═══ DATA FOR THIS EXERCISE ═══
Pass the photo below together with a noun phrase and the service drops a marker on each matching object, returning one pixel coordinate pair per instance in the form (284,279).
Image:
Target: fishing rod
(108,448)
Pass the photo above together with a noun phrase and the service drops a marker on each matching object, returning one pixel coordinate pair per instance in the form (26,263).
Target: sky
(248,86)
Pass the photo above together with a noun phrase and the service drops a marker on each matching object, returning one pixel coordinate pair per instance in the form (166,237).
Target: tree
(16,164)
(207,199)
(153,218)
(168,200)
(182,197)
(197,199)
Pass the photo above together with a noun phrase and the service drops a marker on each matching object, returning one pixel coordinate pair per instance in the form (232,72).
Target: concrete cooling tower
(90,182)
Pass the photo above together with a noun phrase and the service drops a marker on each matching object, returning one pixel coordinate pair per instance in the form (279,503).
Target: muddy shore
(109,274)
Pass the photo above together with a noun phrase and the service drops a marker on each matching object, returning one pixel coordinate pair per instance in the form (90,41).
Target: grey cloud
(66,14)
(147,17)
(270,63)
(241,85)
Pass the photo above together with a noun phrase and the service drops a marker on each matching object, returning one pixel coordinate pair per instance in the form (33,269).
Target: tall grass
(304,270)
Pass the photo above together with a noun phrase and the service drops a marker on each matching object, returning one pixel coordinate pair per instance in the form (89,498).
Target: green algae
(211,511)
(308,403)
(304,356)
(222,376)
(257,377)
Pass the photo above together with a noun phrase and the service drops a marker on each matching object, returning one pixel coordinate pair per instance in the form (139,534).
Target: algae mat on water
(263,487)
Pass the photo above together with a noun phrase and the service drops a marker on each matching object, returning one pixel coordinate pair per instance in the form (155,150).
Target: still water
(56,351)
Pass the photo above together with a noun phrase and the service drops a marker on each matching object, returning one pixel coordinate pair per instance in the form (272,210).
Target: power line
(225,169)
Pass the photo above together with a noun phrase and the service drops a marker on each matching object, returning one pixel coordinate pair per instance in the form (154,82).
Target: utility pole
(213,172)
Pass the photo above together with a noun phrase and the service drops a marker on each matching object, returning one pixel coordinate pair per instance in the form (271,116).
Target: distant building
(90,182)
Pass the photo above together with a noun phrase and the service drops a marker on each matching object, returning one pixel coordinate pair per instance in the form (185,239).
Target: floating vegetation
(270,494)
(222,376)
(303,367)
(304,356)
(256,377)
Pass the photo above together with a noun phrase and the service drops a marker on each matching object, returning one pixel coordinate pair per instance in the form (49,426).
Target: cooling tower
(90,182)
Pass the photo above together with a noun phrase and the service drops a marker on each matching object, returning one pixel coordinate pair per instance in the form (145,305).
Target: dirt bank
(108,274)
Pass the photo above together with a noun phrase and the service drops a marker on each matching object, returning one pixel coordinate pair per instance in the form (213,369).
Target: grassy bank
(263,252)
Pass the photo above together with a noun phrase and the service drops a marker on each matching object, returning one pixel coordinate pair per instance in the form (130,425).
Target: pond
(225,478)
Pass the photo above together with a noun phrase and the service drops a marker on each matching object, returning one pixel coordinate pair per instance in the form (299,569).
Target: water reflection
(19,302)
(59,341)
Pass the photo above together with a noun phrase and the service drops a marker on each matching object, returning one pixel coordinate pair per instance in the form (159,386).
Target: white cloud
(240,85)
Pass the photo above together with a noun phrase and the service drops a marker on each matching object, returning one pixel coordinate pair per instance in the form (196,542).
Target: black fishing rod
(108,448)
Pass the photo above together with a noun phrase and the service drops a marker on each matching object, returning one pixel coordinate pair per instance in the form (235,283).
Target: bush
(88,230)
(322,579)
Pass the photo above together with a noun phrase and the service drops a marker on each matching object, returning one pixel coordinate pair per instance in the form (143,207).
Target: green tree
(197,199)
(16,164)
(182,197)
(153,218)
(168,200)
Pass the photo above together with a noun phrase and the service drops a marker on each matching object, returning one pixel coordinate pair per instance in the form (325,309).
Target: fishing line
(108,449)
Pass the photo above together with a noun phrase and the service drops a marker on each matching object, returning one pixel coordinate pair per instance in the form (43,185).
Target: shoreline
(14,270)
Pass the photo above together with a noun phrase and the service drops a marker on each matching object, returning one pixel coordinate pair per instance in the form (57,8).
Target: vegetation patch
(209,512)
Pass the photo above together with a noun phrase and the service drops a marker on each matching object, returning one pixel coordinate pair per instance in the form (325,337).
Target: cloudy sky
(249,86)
═══
═══ DATA FOR THIS EXERCISE ═══
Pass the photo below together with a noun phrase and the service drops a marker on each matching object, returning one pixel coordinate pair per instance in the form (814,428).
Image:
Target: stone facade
═══
*PROBLEM DESCRIPTION*: Should a line in the material contain "below", copy it.

*RESULT OF THE EXERCISE*:
Pass the photo below together with a noun phrase and the service drops a marker on each matching object, returning one pixel coordinate pair per instance in the form (284,279).
Pass the photo below together with a noun phrase and the service drops a marker on each matching object, returning one pixel coordinate pair per instance in the form (814,428).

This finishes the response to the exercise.